___ DOCUMENT TEXT ___
‘There but for the grace..’ may be the comment of many time and budget-strapped marketers on this sad story of mistaken identity in a drug promotion brochure.
Topic: People in advertising
Who: Merck and Co and an HIV patient
When: September 2001
Where: New York
What happened:
A Merck brochure carried a picture of a patient alongside a story about an HIV positive, unmarried mother who suffered from herpes and had conceived a child knowing she carried the virus. An unfortunate case. Even more unfortunately, the story was fictionalised and did not apply to the pictured person at all. She had been infected with the HIV virus, but there the truth departed sharply from the fiction, as the real person pictured was married with two children and had unknowingly been infected by her husband. A lawsuit ensued and with the New York Supreme Court having found the pharmaceutical company liable for defamation as well as civil rights violation, the case is now proceeding to a damages-only trial.
Why this matters:
A recent UK case reported on marketinglaw established that an advertiser promoting telephone sex services cannot be held liable for defamation simply because a professional model shown happens to bear an uncanny and totally coincidental resemblance to another person.
This is an altogether different case, however, and although New York law was applied, it is unlikely the outcome on the defamation claim would have been very different here. The case underlines the need to take extreme care when using photographs of real people in advertising.
___
**LIST OF TASKS**
• a. In the article on the Merck brochure case, which court found the pharmaceutical company liable for defamation and civil rights violation?
• b. Reproduce the article on the Merck brochure case word for word from "This is an altogether" to "people in advertising.".
___ STUDY MATERIAL ___
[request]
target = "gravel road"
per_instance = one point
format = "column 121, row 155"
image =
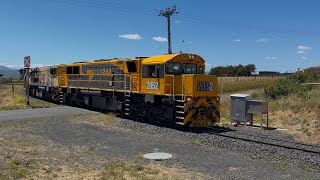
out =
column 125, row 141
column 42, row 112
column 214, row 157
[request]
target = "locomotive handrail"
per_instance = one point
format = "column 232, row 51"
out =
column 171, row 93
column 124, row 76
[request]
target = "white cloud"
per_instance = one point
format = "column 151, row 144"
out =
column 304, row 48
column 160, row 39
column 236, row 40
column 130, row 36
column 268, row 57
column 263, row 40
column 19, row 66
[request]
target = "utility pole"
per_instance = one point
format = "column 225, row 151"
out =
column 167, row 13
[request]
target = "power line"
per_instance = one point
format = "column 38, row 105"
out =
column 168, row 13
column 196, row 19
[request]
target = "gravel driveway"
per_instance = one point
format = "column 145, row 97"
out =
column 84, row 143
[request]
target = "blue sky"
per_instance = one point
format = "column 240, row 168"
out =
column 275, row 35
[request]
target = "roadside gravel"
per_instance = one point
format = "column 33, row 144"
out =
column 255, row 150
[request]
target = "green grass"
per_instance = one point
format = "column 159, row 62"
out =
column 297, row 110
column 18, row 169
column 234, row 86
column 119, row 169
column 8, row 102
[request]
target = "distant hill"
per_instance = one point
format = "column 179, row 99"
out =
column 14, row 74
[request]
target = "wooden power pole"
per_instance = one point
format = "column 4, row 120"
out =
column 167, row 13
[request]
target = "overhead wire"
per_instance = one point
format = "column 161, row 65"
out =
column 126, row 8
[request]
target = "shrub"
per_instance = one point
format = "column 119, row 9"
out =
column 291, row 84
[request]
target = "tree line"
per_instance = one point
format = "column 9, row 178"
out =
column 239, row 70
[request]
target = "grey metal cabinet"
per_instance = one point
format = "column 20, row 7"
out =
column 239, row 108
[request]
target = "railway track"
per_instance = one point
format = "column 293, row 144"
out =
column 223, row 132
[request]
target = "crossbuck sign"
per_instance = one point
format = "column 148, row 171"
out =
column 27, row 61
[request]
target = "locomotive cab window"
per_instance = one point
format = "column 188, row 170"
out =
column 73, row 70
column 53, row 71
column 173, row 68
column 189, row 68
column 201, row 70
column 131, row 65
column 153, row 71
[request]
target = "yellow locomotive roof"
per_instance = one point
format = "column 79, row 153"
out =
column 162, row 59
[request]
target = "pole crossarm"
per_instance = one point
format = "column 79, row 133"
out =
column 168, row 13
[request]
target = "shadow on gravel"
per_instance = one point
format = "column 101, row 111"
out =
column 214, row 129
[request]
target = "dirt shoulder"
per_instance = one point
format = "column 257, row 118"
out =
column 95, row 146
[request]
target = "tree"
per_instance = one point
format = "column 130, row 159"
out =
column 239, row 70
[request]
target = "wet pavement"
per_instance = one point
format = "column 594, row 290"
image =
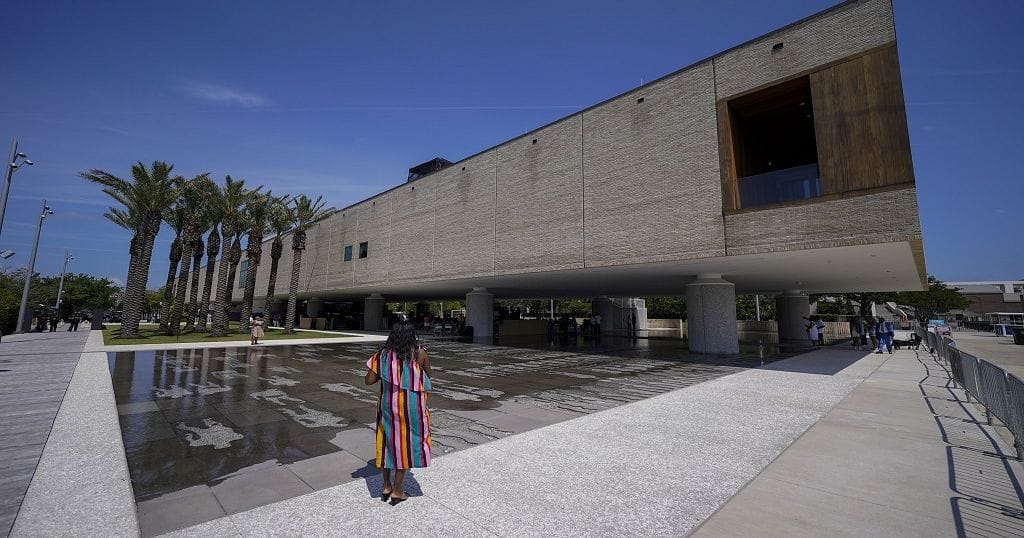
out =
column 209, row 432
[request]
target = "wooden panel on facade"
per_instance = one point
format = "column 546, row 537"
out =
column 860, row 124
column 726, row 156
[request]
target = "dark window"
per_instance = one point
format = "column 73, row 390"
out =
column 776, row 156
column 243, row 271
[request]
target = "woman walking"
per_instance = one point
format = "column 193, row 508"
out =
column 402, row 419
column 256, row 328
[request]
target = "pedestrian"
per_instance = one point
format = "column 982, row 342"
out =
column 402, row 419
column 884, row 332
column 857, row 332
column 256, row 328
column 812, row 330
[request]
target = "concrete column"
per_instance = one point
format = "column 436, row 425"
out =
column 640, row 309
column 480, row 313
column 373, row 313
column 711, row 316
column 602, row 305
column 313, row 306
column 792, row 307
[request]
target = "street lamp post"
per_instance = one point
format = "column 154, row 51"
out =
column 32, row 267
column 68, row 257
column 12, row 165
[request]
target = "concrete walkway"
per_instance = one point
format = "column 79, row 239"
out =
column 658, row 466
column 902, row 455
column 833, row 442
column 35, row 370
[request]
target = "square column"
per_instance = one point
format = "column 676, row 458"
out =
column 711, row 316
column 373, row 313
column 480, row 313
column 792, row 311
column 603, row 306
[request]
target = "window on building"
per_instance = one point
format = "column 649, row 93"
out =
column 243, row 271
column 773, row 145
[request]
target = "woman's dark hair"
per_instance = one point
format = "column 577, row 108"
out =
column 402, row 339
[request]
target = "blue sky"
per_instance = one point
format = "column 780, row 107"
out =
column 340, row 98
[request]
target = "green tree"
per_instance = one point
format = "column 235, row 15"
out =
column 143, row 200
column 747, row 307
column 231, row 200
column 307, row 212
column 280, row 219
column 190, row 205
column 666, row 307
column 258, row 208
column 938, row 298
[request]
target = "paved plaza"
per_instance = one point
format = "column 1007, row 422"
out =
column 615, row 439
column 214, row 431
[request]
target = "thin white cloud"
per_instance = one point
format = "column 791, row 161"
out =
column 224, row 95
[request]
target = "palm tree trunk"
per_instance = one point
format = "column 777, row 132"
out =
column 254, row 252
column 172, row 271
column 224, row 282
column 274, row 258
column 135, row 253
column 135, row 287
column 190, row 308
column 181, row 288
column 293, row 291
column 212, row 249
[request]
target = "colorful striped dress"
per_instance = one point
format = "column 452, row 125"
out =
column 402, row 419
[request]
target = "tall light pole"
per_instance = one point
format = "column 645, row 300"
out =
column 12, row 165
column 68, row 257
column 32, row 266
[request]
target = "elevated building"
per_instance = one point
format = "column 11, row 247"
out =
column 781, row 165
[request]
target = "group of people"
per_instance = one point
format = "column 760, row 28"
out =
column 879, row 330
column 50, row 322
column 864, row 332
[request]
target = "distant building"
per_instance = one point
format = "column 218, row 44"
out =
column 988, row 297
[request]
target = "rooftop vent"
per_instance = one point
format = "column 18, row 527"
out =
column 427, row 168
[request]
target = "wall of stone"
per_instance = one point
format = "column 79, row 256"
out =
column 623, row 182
___
**OUTPUTS BY TASK**
• a. The New York Supreme Court.

• b.
This is an altogether different case, however, and although New York law was applied, it is unlikely the outcome on the defamation claim would have been very different here. The case underlines the need to take extreme care when using photographs of real people in advertising.